- **Exercise**
Copy exactly the lines of the data below that run from the line holding "Target: silver bus" through the line holding "point_to(query) puts a dot on the van wheel, one", both ends included.

(Point localization data)
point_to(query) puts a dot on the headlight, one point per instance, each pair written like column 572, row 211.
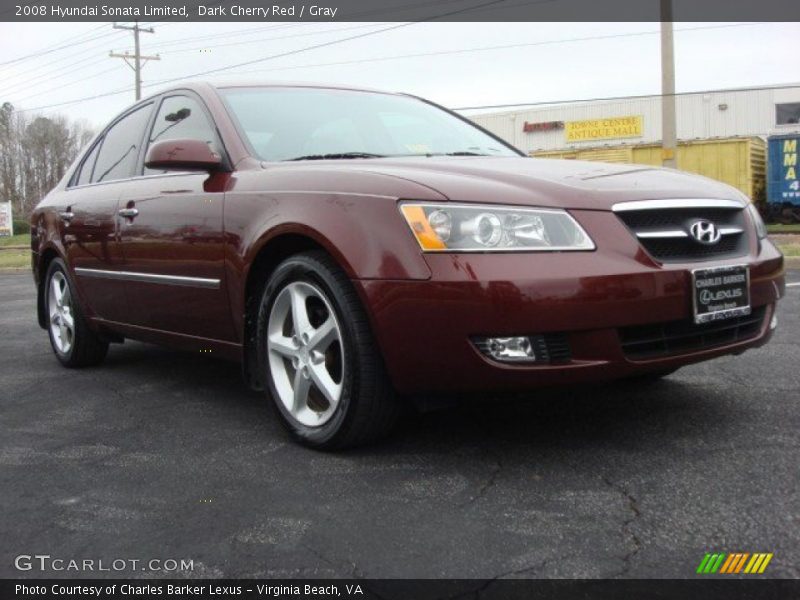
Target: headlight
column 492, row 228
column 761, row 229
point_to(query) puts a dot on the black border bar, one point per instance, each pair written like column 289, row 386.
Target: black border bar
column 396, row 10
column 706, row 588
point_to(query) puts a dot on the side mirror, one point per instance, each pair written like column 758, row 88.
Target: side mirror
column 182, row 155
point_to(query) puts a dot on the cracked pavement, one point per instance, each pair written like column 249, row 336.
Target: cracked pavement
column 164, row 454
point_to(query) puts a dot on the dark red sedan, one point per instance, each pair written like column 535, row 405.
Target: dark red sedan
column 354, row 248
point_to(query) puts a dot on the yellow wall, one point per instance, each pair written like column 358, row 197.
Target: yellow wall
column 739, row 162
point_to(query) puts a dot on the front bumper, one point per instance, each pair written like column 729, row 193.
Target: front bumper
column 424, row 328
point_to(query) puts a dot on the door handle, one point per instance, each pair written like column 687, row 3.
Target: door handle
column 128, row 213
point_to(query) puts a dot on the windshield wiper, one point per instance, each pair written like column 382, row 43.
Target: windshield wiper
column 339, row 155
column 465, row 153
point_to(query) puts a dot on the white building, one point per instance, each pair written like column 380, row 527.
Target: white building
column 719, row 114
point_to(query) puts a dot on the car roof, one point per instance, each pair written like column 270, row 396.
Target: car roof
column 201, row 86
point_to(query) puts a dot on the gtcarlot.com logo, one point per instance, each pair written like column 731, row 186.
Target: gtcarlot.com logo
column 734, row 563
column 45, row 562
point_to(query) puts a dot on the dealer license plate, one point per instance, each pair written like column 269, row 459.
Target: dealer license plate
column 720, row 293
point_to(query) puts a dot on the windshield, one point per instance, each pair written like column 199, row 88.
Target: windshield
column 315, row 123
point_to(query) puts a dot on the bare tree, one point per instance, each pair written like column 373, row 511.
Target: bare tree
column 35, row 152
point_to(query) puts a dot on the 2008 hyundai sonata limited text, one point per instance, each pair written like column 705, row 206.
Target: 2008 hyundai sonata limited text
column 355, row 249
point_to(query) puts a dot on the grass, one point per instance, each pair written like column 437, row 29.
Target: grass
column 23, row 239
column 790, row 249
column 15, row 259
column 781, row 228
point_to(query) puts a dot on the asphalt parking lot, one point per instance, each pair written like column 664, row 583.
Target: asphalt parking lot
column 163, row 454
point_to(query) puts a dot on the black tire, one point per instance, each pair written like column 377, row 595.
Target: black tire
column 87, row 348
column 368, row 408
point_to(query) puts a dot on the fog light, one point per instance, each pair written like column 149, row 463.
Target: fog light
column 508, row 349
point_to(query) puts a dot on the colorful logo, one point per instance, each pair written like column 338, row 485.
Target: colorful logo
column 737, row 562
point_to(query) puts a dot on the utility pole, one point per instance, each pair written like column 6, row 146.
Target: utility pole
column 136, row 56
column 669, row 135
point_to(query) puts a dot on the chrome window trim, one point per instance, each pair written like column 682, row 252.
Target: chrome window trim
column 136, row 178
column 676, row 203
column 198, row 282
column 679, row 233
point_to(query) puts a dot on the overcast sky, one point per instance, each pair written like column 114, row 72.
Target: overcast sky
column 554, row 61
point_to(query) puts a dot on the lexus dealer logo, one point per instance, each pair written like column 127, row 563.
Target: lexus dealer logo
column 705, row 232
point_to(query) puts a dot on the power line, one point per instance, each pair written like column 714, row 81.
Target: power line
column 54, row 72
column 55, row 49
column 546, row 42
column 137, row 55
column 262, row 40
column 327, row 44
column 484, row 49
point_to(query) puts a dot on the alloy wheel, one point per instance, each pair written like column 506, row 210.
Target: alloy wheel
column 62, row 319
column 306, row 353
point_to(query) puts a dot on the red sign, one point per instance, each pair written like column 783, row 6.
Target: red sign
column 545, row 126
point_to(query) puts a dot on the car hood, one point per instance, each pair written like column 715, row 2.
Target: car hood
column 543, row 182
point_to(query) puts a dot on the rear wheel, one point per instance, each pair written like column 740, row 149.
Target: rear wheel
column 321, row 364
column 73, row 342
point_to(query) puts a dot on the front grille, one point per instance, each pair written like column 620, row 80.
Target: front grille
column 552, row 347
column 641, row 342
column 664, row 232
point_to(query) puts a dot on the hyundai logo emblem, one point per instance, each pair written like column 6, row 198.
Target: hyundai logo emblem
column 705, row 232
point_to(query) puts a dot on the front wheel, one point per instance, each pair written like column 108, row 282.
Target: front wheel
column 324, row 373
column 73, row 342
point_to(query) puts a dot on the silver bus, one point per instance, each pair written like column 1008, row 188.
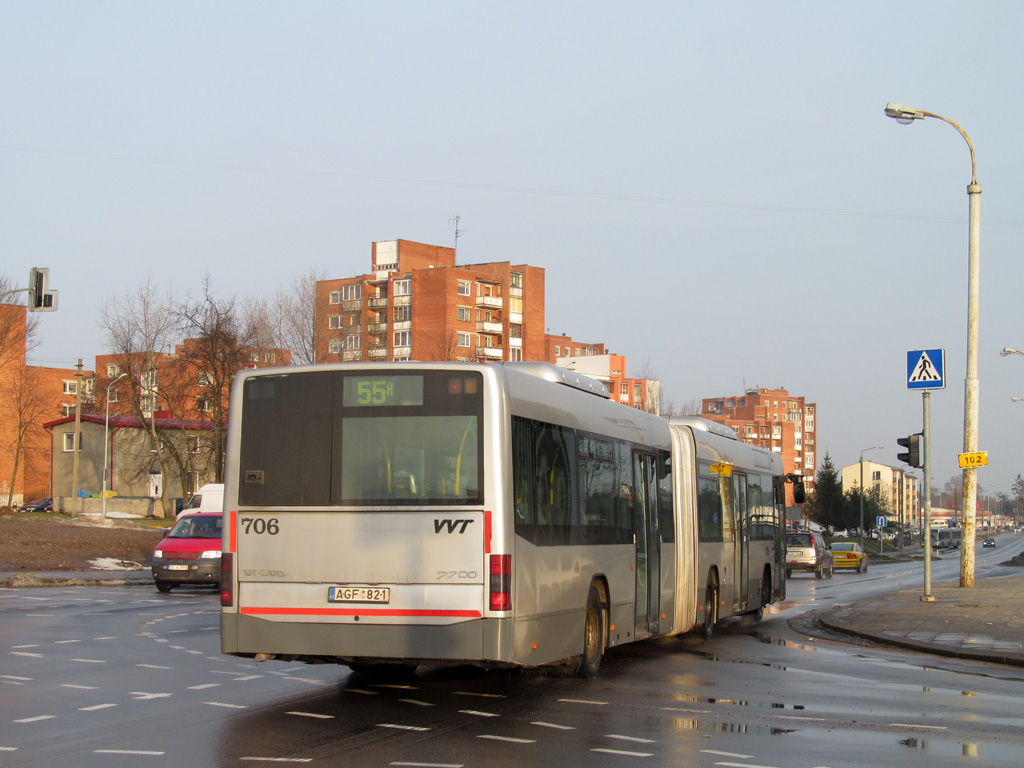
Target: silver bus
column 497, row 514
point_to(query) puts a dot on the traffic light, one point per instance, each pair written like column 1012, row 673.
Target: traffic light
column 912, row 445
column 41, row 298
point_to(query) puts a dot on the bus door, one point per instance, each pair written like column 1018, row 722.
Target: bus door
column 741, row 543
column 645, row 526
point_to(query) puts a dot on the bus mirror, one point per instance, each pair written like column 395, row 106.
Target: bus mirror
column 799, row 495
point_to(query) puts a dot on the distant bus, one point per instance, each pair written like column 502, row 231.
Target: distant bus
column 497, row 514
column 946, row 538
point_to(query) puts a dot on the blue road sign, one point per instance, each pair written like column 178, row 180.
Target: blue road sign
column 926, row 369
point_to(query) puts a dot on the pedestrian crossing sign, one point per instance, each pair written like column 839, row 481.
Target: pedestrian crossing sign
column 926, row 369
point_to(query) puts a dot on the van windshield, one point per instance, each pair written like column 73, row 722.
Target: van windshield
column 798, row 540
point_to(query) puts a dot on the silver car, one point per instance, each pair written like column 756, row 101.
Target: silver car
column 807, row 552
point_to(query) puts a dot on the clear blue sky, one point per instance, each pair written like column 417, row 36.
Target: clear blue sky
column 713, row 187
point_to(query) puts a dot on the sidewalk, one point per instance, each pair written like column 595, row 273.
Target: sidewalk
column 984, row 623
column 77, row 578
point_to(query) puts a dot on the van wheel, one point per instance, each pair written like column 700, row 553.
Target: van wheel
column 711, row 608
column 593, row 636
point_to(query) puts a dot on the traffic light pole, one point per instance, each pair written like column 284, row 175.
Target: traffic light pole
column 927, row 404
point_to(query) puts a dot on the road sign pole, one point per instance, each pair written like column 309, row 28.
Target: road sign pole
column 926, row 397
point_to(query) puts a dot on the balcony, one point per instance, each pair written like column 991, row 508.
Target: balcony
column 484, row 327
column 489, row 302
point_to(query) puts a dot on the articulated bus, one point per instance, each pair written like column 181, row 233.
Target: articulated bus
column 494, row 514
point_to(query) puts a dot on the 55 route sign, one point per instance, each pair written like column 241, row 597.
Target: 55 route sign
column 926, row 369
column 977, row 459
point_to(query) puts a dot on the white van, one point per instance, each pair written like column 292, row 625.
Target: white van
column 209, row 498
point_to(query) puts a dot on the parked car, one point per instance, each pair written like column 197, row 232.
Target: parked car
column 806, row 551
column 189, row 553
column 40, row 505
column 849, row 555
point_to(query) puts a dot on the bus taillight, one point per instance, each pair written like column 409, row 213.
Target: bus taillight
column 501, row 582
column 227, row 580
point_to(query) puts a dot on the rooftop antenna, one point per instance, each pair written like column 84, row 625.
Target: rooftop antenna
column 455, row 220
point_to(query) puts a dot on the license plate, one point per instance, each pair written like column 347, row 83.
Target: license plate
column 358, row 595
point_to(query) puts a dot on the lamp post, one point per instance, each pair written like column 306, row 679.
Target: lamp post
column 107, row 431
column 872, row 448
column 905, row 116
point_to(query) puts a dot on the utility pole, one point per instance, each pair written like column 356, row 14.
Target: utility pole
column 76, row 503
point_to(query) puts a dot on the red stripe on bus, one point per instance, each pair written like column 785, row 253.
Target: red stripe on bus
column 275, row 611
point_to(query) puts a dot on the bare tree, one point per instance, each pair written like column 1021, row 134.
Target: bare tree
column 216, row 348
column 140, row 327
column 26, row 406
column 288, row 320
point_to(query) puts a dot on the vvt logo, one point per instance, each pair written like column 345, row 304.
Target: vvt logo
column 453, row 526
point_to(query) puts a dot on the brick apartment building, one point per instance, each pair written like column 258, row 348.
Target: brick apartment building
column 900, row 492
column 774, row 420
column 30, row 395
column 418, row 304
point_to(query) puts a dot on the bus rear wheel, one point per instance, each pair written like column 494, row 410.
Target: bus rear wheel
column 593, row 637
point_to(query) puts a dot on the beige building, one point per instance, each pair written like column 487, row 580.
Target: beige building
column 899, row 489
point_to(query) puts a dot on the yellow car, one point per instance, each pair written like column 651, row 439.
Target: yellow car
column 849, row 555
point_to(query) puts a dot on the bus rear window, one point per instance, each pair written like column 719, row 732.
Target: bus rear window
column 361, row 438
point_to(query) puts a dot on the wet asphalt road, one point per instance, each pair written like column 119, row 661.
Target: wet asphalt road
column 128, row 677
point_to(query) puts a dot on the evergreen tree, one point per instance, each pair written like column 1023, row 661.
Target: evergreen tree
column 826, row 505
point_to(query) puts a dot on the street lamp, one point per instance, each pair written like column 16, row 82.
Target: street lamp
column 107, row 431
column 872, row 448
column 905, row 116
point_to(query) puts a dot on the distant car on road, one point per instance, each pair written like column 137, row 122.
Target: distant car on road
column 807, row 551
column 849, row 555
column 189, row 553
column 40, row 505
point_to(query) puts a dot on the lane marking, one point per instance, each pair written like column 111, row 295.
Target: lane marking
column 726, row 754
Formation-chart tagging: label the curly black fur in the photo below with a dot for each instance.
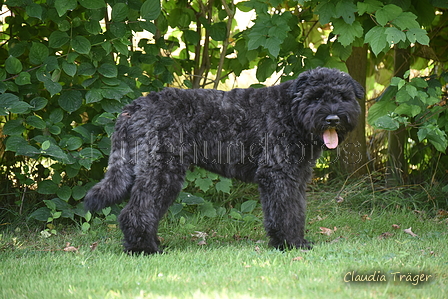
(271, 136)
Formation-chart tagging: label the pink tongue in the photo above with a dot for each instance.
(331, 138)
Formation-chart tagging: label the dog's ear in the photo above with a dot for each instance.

- **Solution for this task**
Target: silver bus
column 497, row 514
point_to(query) puts a dot on the traffic light, one point per instance, each pair written like column 1012, row 673.
Target: traffic light
column 912, row 445
column 41, row 298
point_to(query) puts a dot on the bus door, one point per instance, each pair written like column 1018, row 722.
Target: bus door
column 741, row 543
column 645, row 526
point_to(query) puts a dot on the bus mirror, one point per instance, each pair written like column 395, row 106.
Target: bus mirror
column 799, row 495
point_to(query) puts a dot on the distant bus, one point per instance, each pair written like column 502, row 231.
Target: distant bus
column 497, row 514
column 946, row 538
point_to(query) puts a dot on the blue road sign, one point per instance, each pair written like column 178, row 180.
Target: blue road sign
column 926, row 369
point_to(query) puts a dot on the pedestrian crossing sign, one point per instance, each pair written like column 839, row 481.
Target: pedestrian crossing sign
column 926, row 369
point_to(query) puts a dot on the van windshield, one point per instance, each pair written like column 73, row 722.
Target: van windshield
column 798, row 540
point_to(query) puts a dot on the silver car, one point per instance, each pair written like column 756, row 101.
Target: silver car
column 807, row 552
point_to(query) puts a dot on the clear blue sky, one point per instance, each pair written like column 417, row 36.
Target: clear blue sky
column 713, row 187
point_to(query) puts a dot on the sidewalk, one point per instance, each pair written like column 595, row 273.
Target: sidewalk
column 984, row 623
column 77, row 578
point_to(query) puts a dot on the van wheel, one point per instance, each pair written like column 700, row 553.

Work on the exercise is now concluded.